◆ WHAT TO WORK ON
In the data below, find the line containing "Task: annotate the black"; reproduce that line and all subsequent lines exactly, and nothing else.

Location identification items:
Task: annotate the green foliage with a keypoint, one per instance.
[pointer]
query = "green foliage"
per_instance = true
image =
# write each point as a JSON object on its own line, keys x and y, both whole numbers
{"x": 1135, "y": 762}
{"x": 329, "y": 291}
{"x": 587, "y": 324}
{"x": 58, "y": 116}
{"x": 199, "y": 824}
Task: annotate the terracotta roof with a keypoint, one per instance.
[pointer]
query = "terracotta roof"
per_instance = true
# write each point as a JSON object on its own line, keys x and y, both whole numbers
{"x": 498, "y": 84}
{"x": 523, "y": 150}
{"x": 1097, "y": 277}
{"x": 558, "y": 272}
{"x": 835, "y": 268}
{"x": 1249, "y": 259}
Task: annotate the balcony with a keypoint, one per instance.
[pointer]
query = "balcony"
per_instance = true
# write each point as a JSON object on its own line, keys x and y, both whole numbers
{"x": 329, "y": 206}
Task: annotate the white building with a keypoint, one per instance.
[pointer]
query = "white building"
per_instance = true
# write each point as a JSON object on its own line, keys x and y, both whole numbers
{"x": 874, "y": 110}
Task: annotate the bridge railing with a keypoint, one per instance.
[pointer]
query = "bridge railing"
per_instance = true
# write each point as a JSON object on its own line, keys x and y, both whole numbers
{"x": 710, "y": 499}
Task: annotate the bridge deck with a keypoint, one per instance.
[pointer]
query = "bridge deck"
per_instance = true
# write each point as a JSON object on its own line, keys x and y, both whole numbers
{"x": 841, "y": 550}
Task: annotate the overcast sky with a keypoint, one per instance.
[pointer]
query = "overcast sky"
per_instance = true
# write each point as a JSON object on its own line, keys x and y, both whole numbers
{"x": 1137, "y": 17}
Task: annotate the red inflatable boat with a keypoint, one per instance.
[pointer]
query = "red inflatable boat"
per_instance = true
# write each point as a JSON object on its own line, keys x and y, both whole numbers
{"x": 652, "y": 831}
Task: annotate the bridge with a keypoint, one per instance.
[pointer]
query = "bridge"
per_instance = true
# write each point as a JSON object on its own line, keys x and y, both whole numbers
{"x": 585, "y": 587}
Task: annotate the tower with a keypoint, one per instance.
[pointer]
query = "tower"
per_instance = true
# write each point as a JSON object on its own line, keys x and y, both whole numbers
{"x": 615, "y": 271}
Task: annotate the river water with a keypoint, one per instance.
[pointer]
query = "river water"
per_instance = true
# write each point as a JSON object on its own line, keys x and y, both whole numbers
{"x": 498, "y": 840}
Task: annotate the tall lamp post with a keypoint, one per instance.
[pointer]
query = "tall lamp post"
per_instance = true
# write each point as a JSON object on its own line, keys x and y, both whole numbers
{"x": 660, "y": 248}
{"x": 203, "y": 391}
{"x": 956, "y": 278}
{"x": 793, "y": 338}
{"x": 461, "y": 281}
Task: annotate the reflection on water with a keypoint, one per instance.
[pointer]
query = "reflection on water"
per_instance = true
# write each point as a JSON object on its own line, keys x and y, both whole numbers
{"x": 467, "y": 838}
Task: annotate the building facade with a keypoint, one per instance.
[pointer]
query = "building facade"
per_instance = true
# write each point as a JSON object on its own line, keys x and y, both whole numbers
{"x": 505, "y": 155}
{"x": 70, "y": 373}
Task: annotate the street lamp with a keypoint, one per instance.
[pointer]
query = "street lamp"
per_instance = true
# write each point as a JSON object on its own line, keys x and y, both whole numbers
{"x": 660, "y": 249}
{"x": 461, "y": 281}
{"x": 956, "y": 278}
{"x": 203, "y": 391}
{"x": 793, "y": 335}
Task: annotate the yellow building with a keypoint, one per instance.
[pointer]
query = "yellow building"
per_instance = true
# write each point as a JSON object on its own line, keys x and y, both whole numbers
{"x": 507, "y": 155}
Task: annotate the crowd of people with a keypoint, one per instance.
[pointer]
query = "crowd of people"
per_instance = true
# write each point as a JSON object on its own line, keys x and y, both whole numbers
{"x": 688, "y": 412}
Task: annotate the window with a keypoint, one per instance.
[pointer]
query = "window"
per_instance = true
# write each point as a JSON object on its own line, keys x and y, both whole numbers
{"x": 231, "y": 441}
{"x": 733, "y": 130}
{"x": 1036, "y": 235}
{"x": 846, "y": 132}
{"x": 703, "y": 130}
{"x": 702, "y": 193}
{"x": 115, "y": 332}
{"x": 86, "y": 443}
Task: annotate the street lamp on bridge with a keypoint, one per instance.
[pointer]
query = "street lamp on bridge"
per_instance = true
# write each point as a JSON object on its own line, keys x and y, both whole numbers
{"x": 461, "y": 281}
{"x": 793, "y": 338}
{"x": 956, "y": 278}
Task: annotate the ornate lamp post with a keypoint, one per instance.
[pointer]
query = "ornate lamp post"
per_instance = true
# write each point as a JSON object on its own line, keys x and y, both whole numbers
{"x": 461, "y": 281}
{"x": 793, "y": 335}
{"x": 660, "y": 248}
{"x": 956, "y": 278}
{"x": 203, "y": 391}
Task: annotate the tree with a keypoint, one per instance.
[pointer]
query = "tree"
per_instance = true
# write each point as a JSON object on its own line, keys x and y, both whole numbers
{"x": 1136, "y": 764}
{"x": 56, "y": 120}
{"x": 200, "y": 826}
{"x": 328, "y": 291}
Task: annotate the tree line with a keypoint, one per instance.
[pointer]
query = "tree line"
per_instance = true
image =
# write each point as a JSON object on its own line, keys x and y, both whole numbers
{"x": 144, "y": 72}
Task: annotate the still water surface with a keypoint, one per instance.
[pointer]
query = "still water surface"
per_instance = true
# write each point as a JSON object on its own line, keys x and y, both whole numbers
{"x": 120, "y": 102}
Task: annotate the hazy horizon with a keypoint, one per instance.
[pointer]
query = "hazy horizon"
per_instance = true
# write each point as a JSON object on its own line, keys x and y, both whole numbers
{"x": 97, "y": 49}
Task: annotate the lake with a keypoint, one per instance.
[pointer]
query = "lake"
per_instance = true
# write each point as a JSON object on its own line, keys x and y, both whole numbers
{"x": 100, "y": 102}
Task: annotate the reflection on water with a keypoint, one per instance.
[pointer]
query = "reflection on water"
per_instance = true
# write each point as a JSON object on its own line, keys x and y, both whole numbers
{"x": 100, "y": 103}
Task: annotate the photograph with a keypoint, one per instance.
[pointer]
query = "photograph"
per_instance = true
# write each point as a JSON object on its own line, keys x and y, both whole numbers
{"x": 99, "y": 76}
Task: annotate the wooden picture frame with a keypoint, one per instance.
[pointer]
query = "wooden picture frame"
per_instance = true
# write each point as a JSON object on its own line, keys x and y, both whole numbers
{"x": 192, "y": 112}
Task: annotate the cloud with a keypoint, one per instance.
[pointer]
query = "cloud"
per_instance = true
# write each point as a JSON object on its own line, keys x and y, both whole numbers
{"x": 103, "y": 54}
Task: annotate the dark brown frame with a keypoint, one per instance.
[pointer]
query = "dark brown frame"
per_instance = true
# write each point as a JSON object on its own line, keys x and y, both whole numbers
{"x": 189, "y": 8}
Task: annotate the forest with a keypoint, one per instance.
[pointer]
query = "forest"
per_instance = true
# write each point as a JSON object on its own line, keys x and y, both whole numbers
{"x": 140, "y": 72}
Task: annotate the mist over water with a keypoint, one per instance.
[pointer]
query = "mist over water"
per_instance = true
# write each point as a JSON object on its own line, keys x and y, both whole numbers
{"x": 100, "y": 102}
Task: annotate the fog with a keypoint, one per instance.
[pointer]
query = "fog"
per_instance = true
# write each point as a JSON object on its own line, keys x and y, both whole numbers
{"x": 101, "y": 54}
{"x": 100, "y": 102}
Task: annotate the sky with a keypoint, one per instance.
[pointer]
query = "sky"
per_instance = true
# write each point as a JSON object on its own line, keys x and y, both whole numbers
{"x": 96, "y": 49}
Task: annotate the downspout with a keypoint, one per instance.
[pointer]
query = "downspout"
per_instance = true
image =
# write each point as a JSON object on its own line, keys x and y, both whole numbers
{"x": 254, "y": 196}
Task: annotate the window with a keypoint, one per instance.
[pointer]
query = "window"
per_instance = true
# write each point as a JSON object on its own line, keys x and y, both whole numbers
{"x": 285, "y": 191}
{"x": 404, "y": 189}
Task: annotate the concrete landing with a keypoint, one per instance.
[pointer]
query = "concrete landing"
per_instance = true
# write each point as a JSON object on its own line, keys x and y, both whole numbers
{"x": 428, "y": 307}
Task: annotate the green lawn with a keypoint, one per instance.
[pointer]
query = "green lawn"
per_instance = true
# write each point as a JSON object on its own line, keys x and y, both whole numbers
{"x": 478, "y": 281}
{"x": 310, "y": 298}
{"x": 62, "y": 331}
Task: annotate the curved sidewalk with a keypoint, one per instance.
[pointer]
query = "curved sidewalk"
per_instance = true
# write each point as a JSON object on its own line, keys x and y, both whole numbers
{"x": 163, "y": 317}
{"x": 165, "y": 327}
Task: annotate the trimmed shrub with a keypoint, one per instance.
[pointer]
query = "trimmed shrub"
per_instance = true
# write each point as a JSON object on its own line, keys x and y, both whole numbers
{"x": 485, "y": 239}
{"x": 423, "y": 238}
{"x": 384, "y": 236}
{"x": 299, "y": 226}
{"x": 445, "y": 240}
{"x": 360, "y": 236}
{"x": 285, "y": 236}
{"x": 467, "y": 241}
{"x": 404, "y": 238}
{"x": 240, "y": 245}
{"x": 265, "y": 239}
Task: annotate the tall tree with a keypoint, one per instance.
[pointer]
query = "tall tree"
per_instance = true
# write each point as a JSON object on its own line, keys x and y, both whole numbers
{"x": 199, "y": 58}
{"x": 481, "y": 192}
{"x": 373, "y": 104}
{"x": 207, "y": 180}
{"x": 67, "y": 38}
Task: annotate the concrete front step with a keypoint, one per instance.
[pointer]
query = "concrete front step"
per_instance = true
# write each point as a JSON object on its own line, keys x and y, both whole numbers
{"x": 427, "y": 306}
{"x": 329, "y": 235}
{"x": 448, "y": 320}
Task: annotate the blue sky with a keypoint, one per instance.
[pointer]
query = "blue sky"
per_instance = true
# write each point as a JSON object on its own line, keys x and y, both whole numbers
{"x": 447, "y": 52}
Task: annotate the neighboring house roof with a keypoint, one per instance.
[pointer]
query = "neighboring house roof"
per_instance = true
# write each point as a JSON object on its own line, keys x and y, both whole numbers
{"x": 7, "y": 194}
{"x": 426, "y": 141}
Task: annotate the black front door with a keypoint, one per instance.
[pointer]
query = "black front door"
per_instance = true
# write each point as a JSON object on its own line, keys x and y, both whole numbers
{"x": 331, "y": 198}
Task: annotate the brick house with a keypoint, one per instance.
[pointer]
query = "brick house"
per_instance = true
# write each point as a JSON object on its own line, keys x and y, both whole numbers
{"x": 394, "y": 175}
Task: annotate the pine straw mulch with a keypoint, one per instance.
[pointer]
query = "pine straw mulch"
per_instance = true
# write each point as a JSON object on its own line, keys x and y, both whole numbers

◆ ANSWER FOR THE TASK
Task: annotate the black front door with a keypoint, one per instance.
[pointer]
query = "black front door"
per_instance = true
# write each point as a JSON object on its own line, keys x and y, both whole numbers
{"x": 331, "y": 198}
Task: annotate the brick house with a keypoint, one per instance.
[pointer]
query = "brick house"
per_instance = true
# write each point as a JSON object on its own line, keys x and y, both whole numbers
{"x": 394, "y": 175}
Task: annotate the pine straw mulch with a keypoint, one per instance.
[pointer]
query = "pine straw mulch"
per_instance = true
# write each point as a JSON object on its own line, keys x and y, both whole numbers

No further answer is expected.